SUPPLIED DATA:

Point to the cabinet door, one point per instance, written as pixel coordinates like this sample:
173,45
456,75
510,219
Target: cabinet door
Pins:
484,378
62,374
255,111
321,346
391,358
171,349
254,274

EXERCISE PROMPT: Reproduce every entry above without a single alteration.

WRITTEN SOLUTION:
Point to the cabinet door, one point per instance, written as pixel coordinates like this sample:
173,45
456,75
510,219
Target: cabinet door
Pins:
484,378
62,374
255,111
321,346
391,358
171,349
254,274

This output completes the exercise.